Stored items
— BEGIN —
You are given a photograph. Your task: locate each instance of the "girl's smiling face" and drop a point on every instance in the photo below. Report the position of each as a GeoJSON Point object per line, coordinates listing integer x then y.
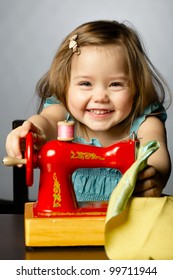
{"type": "Point", "coordinates": [99, 94]}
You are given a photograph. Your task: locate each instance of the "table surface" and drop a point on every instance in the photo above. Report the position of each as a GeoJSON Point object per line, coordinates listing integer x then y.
{"type": "Point", "coordinates": [12, 245]}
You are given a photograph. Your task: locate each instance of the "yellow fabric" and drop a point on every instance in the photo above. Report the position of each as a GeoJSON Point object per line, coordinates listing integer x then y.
{"type": "Point", "coordinates": [138, 228]}
{"type": "Point", "coordinates": [144, 230]}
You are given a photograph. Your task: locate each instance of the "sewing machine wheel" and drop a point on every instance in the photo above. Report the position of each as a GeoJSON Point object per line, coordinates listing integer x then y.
{"type": "Point", "coordinates": [29, 159]}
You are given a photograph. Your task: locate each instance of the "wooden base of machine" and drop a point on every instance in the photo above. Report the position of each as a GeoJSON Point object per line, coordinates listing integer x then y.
{"type": "Point", "coordinates": [63, 231]}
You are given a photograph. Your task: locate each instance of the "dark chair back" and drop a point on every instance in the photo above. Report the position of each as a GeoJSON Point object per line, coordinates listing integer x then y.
{"type": "Point", "coordinates": [20, 189]}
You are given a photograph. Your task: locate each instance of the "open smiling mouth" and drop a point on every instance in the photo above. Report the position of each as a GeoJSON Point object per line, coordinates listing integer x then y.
{"type": "Point", "coordinates": [99, 111]}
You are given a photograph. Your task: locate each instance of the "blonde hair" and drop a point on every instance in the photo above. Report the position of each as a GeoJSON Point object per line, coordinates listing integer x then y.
{"type": "Point", "coordinates": [145, 81]}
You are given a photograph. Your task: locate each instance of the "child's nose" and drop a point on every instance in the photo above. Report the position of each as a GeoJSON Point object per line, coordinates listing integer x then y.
{"type": "Point", "coordinates": [101, 96]}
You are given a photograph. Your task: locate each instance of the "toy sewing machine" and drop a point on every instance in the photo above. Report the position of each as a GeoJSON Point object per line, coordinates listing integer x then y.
{"type": "Point", "coordinates": [57, 219]}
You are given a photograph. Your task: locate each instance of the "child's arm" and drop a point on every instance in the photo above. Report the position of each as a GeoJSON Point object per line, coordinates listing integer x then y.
{"type": "Point", "coordinates": [43, 126]}
{"type": "Point", "coordinates": [153, 179]}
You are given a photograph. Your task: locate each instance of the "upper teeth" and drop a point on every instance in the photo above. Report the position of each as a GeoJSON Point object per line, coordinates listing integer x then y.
{"type": "Point", "coordinates": [100, 112]}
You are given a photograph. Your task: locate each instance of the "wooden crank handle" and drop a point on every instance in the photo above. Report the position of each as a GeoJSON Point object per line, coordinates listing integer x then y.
{"type": "Point", "coordinates": [28, 160]}
{"type": "Point", "coordinates": [12, 161]}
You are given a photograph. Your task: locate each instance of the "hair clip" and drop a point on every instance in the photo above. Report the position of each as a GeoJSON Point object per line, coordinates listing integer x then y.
{"type": "Point", "coordinates": [73, 44]}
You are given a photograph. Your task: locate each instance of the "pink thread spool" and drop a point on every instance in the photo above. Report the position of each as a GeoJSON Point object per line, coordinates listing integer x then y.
{"type": "Point", "coordinates": [65, 131]}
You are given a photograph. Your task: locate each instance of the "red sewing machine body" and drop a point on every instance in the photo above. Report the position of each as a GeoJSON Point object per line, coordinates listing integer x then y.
{"type": "Point", "coordinates": [57, 161]}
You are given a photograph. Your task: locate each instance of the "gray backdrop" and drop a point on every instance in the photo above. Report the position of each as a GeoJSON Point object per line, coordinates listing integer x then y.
{"type": "Point", "coordinates": [31, 30]}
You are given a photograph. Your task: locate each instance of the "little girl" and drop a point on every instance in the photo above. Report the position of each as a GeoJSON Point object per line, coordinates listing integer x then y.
{"type": "Point", "coordinates": [103, 80]}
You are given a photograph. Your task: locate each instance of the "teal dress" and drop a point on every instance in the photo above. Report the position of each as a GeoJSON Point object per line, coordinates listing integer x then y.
{"type": "Point", "coordinates": [97, 184]}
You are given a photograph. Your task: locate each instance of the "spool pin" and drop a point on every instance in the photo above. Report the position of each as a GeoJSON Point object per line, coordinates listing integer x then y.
{"type": "Point", "coordinates": [65, 130]}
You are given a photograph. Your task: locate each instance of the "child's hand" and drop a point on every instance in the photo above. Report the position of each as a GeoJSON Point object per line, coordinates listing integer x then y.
{"type": "Point", "coordinates": [15, 142]}
{"type": "Point", "coordinates": [149, 183]}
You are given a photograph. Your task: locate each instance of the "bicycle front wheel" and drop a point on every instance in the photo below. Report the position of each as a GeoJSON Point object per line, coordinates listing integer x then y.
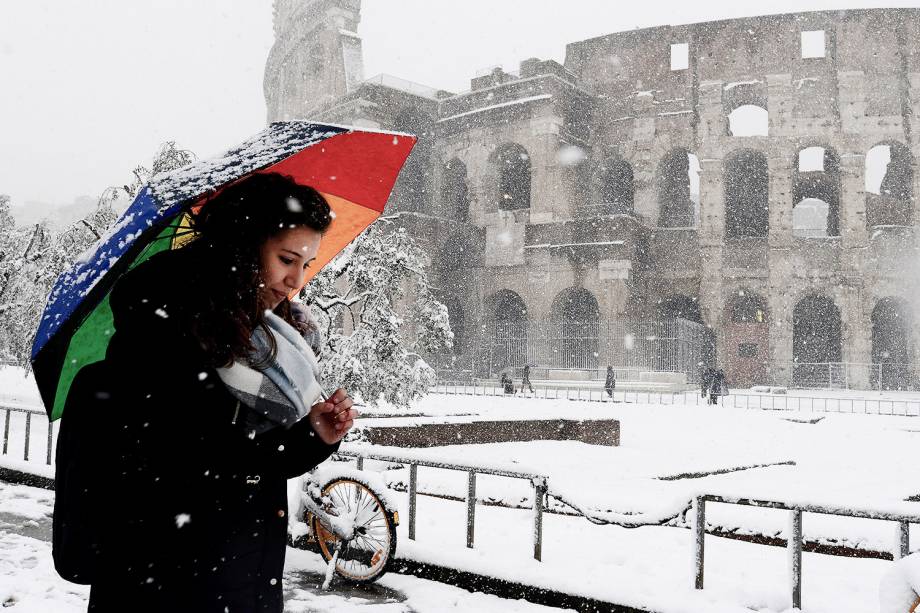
{"type": "Point", "coordinates": [366, 557]}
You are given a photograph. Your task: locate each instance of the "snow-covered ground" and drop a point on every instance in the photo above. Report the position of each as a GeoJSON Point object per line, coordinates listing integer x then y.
{"type": "Point", "coordinates": [668, 454]}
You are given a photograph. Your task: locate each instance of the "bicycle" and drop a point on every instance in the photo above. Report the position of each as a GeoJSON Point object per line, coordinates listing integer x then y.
{"type": "Point", "coordinates": [349, 520]}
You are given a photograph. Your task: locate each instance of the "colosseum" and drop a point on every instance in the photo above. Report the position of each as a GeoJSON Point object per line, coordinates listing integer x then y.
{"type": "Point", "coordinates": [736, 193]}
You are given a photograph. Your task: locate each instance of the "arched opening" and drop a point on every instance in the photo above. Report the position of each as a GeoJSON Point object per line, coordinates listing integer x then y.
{"type": "Point", "coordinates": [576, 311]}
{"type": "Point", "coordinates": [513, 172]}
{"type": "Point", "coordinates": [678, 189]}
{"type": "Point", "coordinates": [889, 185]}
{"type": "Point", "coordinates": [747, 336]}
{"type": "Point", "coordinates": [749, 120]}
{"type": "Point", "coordinates": [507, 330]}
{"type": "Point", "coordinates": [816, 193]}
{"type": "Point", "coordinates": [456, 320]}
{"type": "Point", "coordinates": [816, 343]}
{"type": "Point", "coordinates": [747, 187]}
{"type": "Point", "coordinates": [412, 191]}
{"type": "Point", "coordinates": [616, 185]}
{"type": "Point", "coordinates": [891, 345]}
{"type": "Point", "coordinates": [454, 190]}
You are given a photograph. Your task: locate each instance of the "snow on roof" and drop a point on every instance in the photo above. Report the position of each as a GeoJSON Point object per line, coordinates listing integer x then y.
{"type": "Point", "coordinates": [410, 87]}
{"type": "Point", "coordinates": [498, 106]}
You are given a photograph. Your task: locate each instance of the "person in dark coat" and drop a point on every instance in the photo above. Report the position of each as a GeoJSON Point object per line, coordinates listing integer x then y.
{"type": "Point", "coordinates": [525, 379]}
{"type": "Point", "coordinates": [196, 519]}
{"type": "Point", "coordinates": [717, 387]}
{"type": "Point", "coordinates": [706, 379]}
{"type": "Point", "coordinates": [610, 382]}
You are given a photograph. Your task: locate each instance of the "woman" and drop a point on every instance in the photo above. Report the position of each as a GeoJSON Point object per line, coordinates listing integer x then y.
{"type": "Point", "coordinates": [214, 420]}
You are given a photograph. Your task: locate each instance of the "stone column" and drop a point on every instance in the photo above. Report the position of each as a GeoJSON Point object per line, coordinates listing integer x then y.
{"type": "Point", "coordinates": [780, 242]}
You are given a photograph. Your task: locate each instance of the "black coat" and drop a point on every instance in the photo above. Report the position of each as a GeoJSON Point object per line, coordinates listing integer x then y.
{"type": "Point", "coordinates": [197, 515]}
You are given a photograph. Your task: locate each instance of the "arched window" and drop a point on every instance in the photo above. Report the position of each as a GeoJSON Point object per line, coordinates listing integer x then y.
{"type": "Point", "coordinates": [456, 320]}
{"type": "Point", "coordinates": [889, 185]}
{"type": "Point", "coordinates": [616, 185]}
{"type": "Point", "coordinates": [749, 120]}
{"type": "Point", "coordinates": [816, 193]}
{"type": "Point", "coordinates": [513, 173]}
{"type": "Point", "coordinates": [507, 332]}
{"type": "Point", "coordinates": [891, 345]}
{"type": "Point", "coordinates": [747, 186]}
{"type": "Point", "coordinates": [678, 189]}
{"type": "Point", "coordinates": [454, 190]}
{"type": "Point", "coordinates": [576, 312]}
{"type": "Point", "coordinates": [816, 342]}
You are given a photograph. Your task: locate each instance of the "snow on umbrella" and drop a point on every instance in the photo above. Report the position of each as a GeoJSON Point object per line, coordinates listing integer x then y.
{"type": "Point", "coordinates": [354, 169]}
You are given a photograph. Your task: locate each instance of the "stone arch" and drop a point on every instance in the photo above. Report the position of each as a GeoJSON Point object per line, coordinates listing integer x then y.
{"type": "Point", "coordinates": [816, 342]}
{"type": "Point", "coordinates": [678, 189]}
{"type": "Point", "coordinates": [511, 169]}
{"type": "Point", "coordinates": [412, 189]}
{"type": "Point", "coordinates": [576, 313]}
{"type": "Point", "coordinates": [455, 190]}
{"type": "Point", "coordinates": [745, 108]}
{"type": "Point", "coordinates": [892, 324]}
{"type": "Point", "coordinates": [456, 319]}
{"type": "Point", "coordinates": [615, 185]}
{"type": "Point", "coordinates": [747, 194]}
{"type": "Point", "coordinates": [816, 192]}
{"type": "Point", "coordinates": [889, 184]}
{"type": "Point", "coordinates": [507, 332]}
{"type": "Point", "coordinates": [747, 338]}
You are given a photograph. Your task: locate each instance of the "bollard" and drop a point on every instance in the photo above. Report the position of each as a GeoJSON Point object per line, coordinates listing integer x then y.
{"type": "Point", "coordinates": [413, 489]}
{"type": "Point", "coordinates": [470, 509]}
{"type": "Point", "coordinates": [795, 553]}
{"type": "Point", "coordinates": [539, 493]}
{"type": "Point", "coordinates": [700, 539]}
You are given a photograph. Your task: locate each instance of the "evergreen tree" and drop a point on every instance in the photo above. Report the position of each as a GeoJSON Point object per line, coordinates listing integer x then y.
{"type": "Point", "coordinates": [380, 317]}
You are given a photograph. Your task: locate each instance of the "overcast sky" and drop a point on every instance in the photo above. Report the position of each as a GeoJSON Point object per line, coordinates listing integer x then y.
{"type": "Point", "coordinates": [90, 88]}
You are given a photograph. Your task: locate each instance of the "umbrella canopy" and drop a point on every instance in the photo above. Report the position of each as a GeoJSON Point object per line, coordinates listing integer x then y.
{"type": "Point", "coordinates": [354, 169]}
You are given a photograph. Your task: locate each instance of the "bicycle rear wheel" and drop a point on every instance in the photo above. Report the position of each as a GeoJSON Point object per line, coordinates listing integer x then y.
{"type": "Point", "coordinates": [366, 557]}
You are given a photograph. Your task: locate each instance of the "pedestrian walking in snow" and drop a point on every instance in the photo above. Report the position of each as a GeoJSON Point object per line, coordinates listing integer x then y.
{"type": "Point", "coordinates": [525, 379]}
{"type": "Point", "coordinates": [718, 386]}
{"type": "Point", "coordinates": [224, 408]}
{"type": "Point", "coordinates": [610, 382]}
{"type": "Point", "coordinates": [706, 378]}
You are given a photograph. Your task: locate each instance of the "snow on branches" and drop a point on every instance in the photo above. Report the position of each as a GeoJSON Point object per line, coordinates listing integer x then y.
{"type": "Point", "coordinates": [380, 317]}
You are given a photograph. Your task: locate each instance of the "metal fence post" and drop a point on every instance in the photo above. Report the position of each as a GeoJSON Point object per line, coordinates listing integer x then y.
{"type": "Point", "coordinates": [413, 489]}
{"type": "Point", "coordinates": [795, 553]}
{"type": "Point", "coordinates": [699, 539]}
{"type": "Point", "coordinates": [25, 455]}
{"type": "Point", "coordinates": [904, 538]}
{"type": "Point", "coordinates": [539, 493]}
{"type": "Point", "coordinates": [470, 509]}
{"type": "Point", "coordinates": [6, 432]}
{"type": "Point", "coordinates": [50, 441]}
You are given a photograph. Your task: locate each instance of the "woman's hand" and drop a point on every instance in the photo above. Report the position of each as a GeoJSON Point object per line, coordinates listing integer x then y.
{"type": "Point", "coordinates": [332, 419]}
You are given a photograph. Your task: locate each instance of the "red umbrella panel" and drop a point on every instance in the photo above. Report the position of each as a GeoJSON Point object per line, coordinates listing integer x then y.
{"type": "Point", "coordinates": [354, 169]}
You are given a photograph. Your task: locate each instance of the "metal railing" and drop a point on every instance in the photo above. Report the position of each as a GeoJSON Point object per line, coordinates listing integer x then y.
{"type": "Point", "coordinates": [766, 402]}
{"type": "Point", "coordinates": [537, 481]}
{"type": "Point", "coordinates": [795, 540]}
{"type": "Point", "coordinates": [27, 436]}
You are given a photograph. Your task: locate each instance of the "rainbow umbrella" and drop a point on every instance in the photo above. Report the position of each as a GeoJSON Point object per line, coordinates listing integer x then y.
{"type": "Point", "coordinates": [354, 169]}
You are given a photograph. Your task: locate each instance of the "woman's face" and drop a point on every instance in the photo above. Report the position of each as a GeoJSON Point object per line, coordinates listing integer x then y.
{"type": "Point", "coordinates": [284, 259]}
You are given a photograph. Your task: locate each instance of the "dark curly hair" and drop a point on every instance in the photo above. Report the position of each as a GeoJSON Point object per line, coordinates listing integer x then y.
— END —
Find each line in the material that contains the word "walking", matching case exactly, and copy those lines out in full.

You are given a photograph. Your task: locate each instance of the "pedestrian walking in snow" and drop a point on every instance in the photo above. Report the position of each as a GeoJSON Point object per line, coordinates listing integer x then y.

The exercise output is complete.